→ **AIM OF THE EXERCISE**
Look down the entries below and report how many lines hold the string "yellow"; write nothing else.

→ **SUPPLIED MATERIAL**
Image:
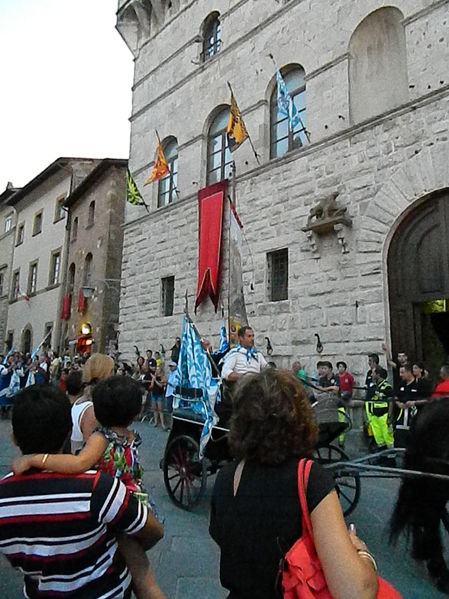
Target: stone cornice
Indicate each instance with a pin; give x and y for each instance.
(424, 11)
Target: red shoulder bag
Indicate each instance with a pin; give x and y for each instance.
(302, 574)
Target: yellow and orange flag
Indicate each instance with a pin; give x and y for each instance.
(160, 166)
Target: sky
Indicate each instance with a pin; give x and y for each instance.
(65, 85)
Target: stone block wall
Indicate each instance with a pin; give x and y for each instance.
(380, 167)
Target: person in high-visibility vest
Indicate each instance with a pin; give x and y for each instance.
(381, 410)
(370, 386)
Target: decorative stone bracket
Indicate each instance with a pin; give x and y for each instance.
(324, 218)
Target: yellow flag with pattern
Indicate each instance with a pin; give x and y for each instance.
(236, 130)
(160, 167)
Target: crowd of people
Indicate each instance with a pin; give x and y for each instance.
(89, 518)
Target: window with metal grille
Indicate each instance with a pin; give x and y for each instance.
(282, 138)
(32, 279)
(75, 228)
(168, 183)
(59, 209)
(91, 217)
(8, 224)
(87, 274)
(278, 275)
(211, 36)
(37, 225)
(55, 265)
(20, 233)
(168, 295)
(219, 158)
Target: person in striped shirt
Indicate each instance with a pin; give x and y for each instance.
(61, 530)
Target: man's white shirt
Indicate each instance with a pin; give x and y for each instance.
(237, 361)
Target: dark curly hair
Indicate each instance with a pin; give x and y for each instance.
(117, 400)
(41, 419)
(272, 418)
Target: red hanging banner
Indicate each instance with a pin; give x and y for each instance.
(66, 305)
(81, 302)
(210, 226)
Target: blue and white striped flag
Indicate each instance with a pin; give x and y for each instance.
(286, 106)
(195, 372)
(5, 359)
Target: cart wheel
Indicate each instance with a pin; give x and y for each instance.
(185, 475)
(347, 485)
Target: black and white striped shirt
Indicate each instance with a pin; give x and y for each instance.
(60, 531)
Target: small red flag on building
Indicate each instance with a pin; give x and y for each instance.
(66, 302)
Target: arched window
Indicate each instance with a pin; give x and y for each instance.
(378, 78)
(91, 217)
(168, 185)
(282, 138)
(75, 229)
(211, 36)
(87, 274)
(219, 157)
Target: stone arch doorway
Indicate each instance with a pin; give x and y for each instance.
(418, 279)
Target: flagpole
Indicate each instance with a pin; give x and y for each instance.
(298, 115)
(256, 155)
(233, 200)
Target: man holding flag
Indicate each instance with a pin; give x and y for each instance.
(244, 358)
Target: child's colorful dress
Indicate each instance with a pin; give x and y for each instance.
(120, 459)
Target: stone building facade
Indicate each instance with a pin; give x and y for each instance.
(374, 97)
(94, 259)
(7, 237)
(34, 291)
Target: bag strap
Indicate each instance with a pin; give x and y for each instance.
(304, 466)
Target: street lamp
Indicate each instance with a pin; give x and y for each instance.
(86, 328)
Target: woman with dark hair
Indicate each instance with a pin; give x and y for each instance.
(421, 503)
(256, 513)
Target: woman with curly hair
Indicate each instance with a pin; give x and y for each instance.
(256, 513)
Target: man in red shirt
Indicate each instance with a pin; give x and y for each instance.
(442, 388)
(345, 384)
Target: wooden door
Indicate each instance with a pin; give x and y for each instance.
(418, 271)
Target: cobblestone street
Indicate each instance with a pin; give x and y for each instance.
(186, 561)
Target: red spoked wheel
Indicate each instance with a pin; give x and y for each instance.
(347, 484)
(185, 475)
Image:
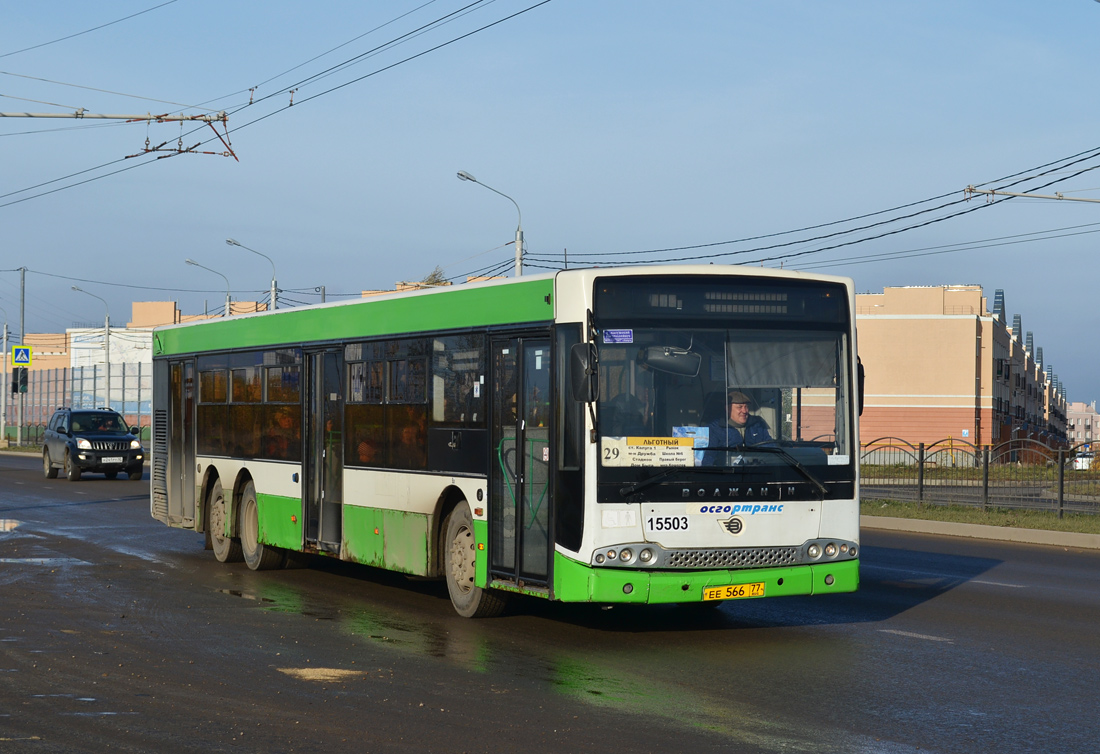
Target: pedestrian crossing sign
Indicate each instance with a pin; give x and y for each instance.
(21, 356)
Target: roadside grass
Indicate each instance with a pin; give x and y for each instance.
(1082, 523)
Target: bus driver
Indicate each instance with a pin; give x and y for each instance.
(739, 427)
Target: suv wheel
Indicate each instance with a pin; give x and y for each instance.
(72, 470)
(47, 466)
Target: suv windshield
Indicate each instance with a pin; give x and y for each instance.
(101, 422)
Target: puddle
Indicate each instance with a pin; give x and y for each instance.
(44, 561)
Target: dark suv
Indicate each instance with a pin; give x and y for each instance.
(96, 440)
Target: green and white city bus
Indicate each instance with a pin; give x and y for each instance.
(567, 436)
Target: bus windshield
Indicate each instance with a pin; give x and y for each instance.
(699, 390)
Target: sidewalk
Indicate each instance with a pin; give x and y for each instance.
(1032, 536)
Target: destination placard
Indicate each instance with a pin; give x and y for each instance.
(651, 451)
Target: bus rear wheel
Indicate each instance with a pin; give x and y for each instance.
(460, 559)
(257, 556)
(226, 548)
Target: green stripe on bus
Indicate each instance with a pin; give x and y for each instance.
(393, 539)
(450, 308)
(279, 518)
(580, 582)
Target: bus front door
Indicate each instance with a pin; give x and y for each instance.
(322, 493)
(519, 501)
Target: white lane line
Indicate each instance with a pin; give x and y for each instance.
(932, 575)
(910, 634)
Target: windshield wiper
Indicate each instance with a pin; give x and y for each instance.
(779, 450)
(649, 481)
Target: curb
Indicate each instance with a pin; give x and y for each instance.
(1031, 536)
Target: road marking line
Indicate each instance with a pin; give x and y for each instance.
(910, 634)
(999, 583)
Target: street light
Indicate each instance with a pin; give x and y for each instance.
(3, 393)
(234, 242)
(228, 299)
(519, 227)
(107, 339)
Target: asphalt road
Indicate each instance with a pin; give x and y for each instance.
(118, 633)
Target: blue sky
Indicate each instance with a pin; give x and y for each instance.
(617, 127)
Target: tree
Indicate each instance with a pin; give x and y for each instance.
(436, 277)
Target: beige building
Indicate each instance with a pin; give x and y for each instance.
(941, 365)
(1084, 423)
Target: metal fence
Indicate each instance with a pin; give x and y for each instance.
(129, 391)
(1023, 473)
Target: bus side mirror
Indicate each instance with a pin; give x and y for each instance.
(859, 380)
(583, 379)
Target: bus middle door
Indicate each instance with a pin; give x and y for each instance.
(323, 457)
(519, 511)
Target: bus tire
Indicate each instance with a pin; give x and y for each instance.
(226, 548)
(257, 556)
(47, 465)
(460, 557)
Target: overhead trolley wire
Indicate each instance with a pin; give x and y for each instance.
(1026, 175)
(277, 111)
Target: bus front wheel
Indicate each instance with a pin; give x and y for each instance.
(257, 556)
(460, 557)
(226, 548)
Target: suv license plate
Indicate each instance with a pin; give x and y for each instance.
(734, 591)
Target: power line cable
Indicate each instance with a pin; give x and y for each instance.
(88, 31)
(145, 162)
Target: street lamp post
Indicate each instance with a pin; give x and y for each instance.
(3, 394)
(234, 242)
(229, 299)
(519, 226)
(107, 339)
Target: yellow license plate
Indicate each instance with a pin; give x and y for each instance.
(734, 591)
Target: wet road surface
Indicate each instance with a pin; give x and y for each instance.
(118, 633)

→ **EXERCISE SOLUTION**
3